Go through the material that comes after this and count the lines containing "banner"; report only the count.
Listed entries below:
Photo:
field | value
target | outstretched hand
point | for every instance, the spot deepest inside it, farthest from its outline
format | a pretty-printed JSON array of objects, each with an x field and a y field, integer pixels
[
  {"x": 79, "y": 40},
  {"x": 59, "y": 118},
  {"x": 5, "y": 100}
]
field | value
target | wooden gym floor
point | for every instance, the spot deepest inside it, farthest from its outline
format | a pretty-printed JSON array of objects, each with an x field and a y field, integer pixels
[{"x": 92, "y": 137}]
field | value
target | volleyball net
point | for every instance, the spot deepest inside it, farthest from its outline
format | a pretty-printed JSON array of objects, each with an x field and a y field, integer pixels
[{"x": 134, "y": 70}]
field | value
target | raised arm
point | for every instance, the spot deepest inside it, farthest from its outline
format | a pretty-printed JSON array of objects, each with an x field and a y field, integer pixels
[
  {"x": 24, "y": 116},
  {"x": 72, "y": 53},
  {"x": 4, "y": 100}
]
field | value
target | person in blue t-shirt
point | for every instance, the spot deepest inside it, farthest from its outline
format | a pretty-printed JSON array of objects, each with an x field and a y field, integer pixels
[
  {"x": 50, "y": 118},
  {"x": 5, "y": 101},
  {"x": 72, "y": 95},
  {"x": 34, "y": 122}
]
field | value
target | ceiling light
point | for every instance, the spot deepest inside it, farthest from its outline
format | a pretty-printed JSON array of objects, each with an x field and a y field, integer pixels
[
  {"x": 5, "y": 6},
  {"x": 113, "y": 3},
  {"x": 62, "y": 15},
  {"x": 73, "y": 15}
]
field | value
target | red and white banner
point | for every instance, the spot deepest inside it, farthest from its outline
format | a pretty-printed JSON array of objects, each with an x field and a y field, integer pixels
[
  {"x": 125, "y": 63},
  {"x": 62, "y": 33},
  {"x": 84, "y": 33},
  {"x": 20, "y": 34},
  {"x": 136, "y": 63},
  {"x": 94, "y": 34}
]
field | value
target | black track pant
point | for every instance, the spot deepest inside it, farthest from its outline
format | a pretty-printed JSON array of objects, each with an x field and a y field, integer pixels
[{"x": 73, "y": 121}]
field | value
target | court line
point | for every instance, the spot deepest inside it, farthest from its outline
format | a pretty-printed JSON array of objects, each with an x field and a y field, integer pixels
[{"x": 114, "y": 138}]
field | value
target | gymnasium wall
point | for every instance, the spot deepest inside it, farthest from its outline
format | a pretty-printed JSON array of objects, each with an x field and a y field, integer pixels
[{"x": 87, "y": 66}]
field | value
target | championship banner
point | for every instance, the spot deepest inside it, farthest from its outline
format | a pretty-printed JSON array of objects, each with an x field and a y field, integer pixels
End of Listed entries.
(Answer for this exercise):
2